Consignes de travail:
[A] Répondez à ces questions sur l'article consacré à la gamification :
(i) Combien de jeux ont été vendus entre les 16 et 22 mars ?
(ii) De quel pourcentage les ventes de jeux mobiles sur Google Play ont-elles augmenté au premier trimestre ?
(iii) Dans quel but les échecs ont-ils été créés ?
[B] Poursuivez l'article consacré à la gamification à partir de sa dernière phrase.

Texte à lire:
•••

[Corée Affaires 109] « Gamification »: quand les entreprises se prennent au jeu

Par Xavier Laborie, Chef de projet communication de la FKCCI

 

Ces dernières années ont été marquées par une augmentation significative de la popularité des jeux en ligne et des activités connexes telles que le streaming ou l'e-sport. Les ventes de jeux vidéo ont explosé en particulier depuis la crise de coronavirus, avec 4,3 millions de jeux vendus dès le début de la pandémie entre les 16 et 22 mars, une augmentation de 63% par rapport à la semaine précédente dans les 50 principaux marchés mondiaux. Les ventes de jeux mobiles sur les plateformes App Store et Google Play ont, elles, augmenté de 35% et 38% respectivement au premier trimestre. Et la tendance ne faiblit pas.

La demande de jeux en ligne révèle une nouvelle façon hyper accessible de se détendre et de se divertir avec un engagement élevé de l'utilisateur. Ce dernier est plus enclin à consommer et à réaliser des IAP (« In App Purchases »1). Les entreprises ont identifié et creusé les mécanismes derrière ce moyen très efficace pour augmenter l'engagement des adeptes qui est devenu aujourd’hui une pratique largement utilisée en marketing et dans les ressources humaines dans de nombreux secteurs. Aussi nouveau que puisse paraître le mot « gamification », les codes du jeu ont été utilisés à toute époque. Par exemple des jeux de plateaux tels que les échecs ont été créés pour entraîner les militaires à développer de nouvelles stratégies. Les éléments du jeu sont désormais optimisés pour s'adapter au nouveau paysage numérique peu importe le domaine : l’acquisition de points, l’obtention de récompenses et le classement compétitif (le système « Points, Badges, Leaderboards »).

•••

Données fournies:

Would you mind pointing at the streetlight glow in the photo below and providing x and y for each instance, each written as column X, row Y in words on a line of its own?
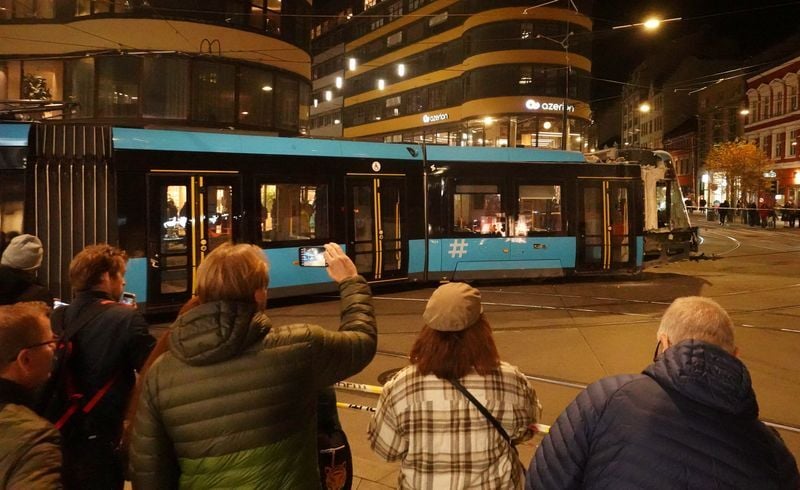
column 651, row 23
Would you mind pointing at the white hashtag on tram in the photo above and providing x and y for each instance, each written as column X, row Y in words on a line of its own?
column 458, row 247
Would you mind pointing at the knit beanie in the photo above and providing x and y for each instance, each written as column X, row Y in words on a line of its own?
column 24, row 252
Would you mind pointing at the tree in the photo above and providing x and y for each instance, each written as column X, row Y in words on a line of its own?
column 740, row 162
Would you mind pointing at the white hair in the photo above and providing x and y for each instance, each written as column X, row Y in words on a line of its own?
column 698, row 318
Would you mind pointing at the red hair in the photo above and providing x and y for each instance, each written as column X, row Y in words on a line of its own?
column 453, row 355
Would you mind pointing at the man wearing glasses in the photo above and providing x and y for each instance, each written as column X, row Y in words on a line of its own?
column 690, row 420
column 111, row 343
column 30, row 456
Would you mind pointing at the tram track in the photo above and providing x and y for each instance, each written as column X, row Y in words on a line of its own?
column 536, row 378
column 644, row 318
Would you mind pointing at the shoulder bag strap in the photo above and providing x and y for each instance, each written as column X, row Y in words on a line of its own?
column 483, row 410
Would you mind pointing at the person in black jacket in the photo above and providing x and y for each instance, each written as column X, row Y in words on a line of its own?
column 110, row 346
column 690, row 420
column 21, row 259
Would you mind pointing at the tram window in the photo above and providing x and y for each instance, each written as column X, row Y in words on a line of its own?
column 293, row 212
column 539, row 210
column 477, row 209
column 662, row 211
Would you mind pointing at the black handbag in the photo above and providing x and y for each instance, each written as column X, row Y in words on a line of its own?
column 497, row 425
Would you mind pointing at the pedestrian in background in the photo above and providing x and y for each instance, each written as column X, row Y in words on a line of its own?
column 443, row 438
column 249, row 391
column 724, row 212
column 690, row 420
column 20, row 261
column 111, row 342
column 30, row 456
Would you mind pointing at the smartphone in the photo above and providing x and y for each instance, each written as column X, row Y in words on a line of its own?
column 128, row 299
column 312, row 257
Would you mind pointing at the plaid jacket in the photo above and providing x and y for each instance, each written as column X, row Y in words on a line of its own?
column 444, row 442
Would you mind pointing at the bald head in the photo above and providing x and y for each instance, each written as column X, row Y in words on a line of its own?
column 698, row 318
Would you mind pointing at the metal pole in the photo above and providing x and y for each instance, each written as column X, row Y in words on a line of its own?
column 565, row 118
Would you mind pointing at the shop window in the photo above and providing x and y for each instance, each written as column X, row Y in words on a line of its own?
column 291, row 212
column 213, row 92
column 437, row 19
column 79, row 86
column 539, row 210
column 256, row 89
column 395, row 10
column 165, row 88
column 477, row 209
column 118, row 86
column 288, row 99
column 12, row 196
column 394, row 39
column 41, row 80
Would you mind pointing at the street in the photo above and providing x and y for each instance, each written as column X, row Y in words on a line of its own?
column 566, row 334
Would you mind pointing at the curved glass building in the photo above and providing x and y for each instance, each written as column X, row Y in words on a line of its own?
column 234, row 64
column 455, row 72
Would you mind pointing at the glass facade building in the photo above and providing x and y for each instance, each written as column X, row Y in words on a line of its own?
column 454, row 72
column 235, row 64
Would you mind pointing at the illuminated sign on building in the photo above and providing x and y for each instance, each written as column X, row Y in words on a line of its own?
column 429, row 118
column 535, row 105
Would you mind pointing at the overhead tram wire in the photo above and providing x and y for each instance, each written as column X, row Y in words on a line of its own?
column 373, row 390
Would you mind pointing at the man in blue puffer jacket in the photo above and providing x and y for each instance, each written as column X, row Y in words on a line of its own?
column 689, row 421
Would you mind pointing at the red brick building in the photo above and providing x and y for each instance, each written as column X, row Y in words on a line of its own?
column 774, row 122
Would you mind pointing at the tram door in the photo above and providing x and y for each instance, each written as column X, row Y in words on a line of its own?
column 605, row 238
column 188, row 217
column 377, row 238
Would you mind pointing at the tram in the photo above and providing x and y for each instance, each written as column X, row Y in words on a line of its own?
column 668, row 232
column 402, row 212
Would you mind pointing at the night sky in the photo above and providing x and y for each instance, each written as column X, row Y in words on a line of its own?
column 749, row 26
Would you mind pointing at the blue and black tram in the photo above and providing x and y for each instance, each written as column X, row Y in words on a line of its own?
column 403, row 212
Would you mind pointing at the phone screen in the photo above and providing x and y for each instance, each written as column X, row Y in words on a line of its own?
column 312, row 257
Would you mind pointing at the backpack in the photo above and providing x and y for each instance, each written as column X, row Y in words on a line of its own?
column 60, row 400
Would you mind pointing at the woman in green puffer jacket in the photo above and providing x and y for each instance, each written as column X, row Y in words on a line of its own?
column 232, row 404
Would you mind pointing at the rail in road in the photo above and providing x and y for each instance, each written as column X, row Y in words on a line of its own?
column 376, row 390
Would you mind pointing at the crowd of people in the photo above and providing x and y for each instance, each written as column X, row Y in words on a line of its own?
column 225, row 399
column 761, row 212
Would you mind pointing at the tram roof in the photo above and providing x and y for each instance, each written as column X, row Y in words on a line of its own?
column 211, row 142
column 14, row 134
column 492, row 154
column 206, row 142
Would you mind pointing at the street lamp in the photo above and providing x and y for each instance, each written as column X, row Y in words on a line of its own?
column 650, row 24
column 564, row 43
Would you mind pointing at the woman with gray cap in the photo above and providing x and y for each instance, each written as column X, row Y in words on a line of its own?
column 453, row 416
column 21, row 258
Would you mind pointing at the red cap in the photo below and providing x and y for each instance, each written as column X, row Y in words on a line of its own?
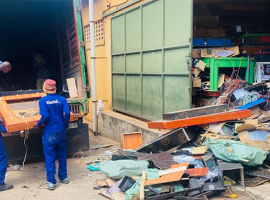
column 49, row 86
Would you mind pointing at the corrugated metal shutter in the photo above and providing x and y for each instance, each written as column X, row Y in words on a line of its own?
column 151, row 46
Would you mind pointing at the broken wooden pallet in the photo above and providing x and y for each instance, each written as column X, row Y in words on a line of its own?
column 206, row 119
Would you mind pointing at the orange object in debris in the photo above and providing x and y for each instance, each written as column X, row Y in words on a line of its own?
column 169, row 177
column 205, row 119
column 131, row 140
column 197, row 172
column 12, row 122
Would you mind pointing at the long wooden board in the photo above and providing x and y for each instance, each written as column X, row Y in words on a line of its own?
column 206, row 119
column 11, row 121
column 169, row 177
column 195, row 112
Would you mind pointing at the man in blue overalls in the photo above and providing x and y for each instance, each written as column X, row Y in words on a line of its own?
column 3, row 163
column 55, row 115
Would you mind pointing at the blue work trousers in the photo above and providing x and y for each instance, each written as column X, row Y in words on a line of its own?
column 55, row 147
column 3, row 161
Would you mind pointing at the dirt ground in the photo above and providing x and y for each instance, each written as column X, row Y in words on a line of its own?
column 30, row 184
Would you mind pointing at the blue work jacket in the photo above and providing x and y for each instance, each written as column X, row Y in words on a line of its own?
column 55, row 113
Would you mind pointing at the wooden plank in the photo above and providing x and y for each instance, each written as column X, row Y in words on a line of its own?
column 199, row 150
column 142, row 185
column 197, row 172
column 72, row 88
column 11, row 121
column 195, row 112
column 170, row 171
column 169, row 177
column 207, row 119
column 131, row 140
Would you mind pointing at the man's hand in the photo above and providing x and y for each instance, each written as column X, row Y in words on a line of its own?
column 35, row 126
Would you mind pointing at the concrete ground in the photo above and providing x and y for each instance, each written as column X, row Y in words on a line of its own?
column 30, row 184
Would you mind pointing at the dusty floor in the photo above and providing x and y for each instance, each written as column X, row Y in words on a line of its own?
column 81, row 184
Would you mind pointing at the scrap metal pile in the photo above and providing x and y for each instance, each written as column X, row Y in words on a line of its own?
column 208, row 150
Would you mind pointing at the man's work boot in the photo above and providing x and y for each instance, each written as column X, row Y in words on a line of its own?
column 4, row 187
column 50, row 186
column 66, row 181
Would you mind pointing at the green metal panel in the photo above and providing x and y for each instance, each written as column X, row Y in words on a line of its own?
column 152, row 61
column 118, row 40
column 151, row 48
column 119, row 92
column 152, row 25
column 134, row 96
column 133, row 30
column 118, row 63
column 152, row 96
column 133, row 62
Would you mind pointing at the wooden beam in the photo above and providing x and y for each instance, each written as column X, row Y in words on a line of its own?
column 142, row 185
column 195, row 112
column 208, row 2
column 244, row 8
column 206, row 119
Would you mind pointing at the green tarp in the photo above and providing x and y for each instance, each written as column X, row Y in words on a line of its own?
column 233, row 151
column 120, row 168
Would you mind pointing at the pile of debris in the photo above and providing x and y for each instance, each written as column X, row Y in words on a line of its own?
column 207, row 150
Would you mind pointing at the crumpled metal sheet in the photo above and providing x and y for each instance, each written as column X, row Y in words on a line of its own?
column 161, row 160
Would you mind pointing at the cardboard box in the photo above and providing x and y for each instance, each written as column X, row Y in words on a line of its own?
column 197, row 82
column 199, row 67
column 210, row 52
column 196, row 53
column 131, row 140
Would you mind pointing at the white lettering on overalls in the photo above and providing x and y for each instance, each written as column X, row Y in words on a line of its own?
column 52, row 102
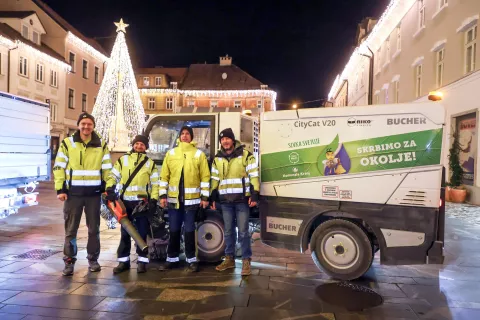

•••

Corrigé des exercices:
[A]
(i) 4,3 millions de jeux.
(ii) 38 %.
(iii) Pour entraîner les militaires à développer de nouvelles stratégies.

[B]
Aujourd'hui, à l'ère du digital, la gamification est l’application de ces principes sur des plateformes toujours plus permissives, basée sur dix ans d’optimisation et d'expérience en jeu mobile. La reproduction des systèmes de points, la mise en compétition des joueurs, la résolution de problèmes et d'autres mécanismes de jeu basiques ou avancés permettent de mettre les personnes en position de joueur actif et de le toucher par la recherche des facteurs clés de succès du domaine du jeu. « Il s’agit de ressentir une forme d'évasion et un sentiment d'accomplissement, de vraiment gagner à quelque chose. Certaines études montrent que lorsque des barres de progression sont utilisées, les gens sont beaucoup plus susceptibles de passer du temps à terminer une tâche », explique Alexander Sull, consultant freelance en marketing mobile.

Le cas de l’escalier musical est une application simple mais extrêmement efficace de gamification à Bruxelles permettant aux voyageurs de jouer des notes de musiques en montant les marches d’un escalier représentant un piano.

 

Un des exemples emblématiques de gamification est fourni par Starbucks, la première chaîne de café en Corée (10% de parts du marché) et la deuxième en Europe. L’entreprise est devenue depuis 2015, experte de l’engagement par la gamification. Grâce au Starbucks Loyalty Program, à chaque fois qu'un client interagit avec l'application (que ce soit en achetant ou passant du temps sur un mini-jeu) et qu’il se rend en magasin, il gagne des « étoiles » permettant d’atteindre des niveaux qui débloquent des avantages. L’analyse des données permet à la marque de proposer des récompenses personnalisées selon les goûts des consommateurs ou encore pour les inciter à revenir plusieurs fois pendant une période définie, en heure creuse par exemple. Ne négligeant bien sûr aucunement l’aspect social, les meilleurs « joueurs » (i.e. les plus fidèles) peuvent faire bénéficier leurs amis de coupons et autres avantages. Même si elle n’a réellement inventé aucun de ces processus, la chaîne s’est adaptée à l’ère du numérique et du Big Data : une étude de Harvard a démontré que « Starbucks attribue en 2019 40% de ses ventes totales au Starbucks Loyalty Program et a vu les ventes de ses magasins augmenter de 7% cette même année ».

En Corée, l’usage accru des smartphones (le pays enregistre un taux de pénétration mobile de 93,6%), en particulier pour les jeux sur mobile, est généralisé depuis plus d'une décennie. Les joueurs coréens consomment les contenus extrêmement rapidement et sont très engagés socialement, faisant d’eux des consommateurs particulièrement réceptifs à ces campagnes de marketing par gamification. « La Corée a été pionnière dans l’introduction des microtransactions sur mobile, qui sont devenues aujourd’hui la norme au niveau mondial », nous décrit Alexander Sull. Par exemple, en 2011, TESCO (Homeplus) Korea a créé des magasins virtuels dans les stations de métro permettant aux voyageurs de faire du shopping en réalité augmentée via son application.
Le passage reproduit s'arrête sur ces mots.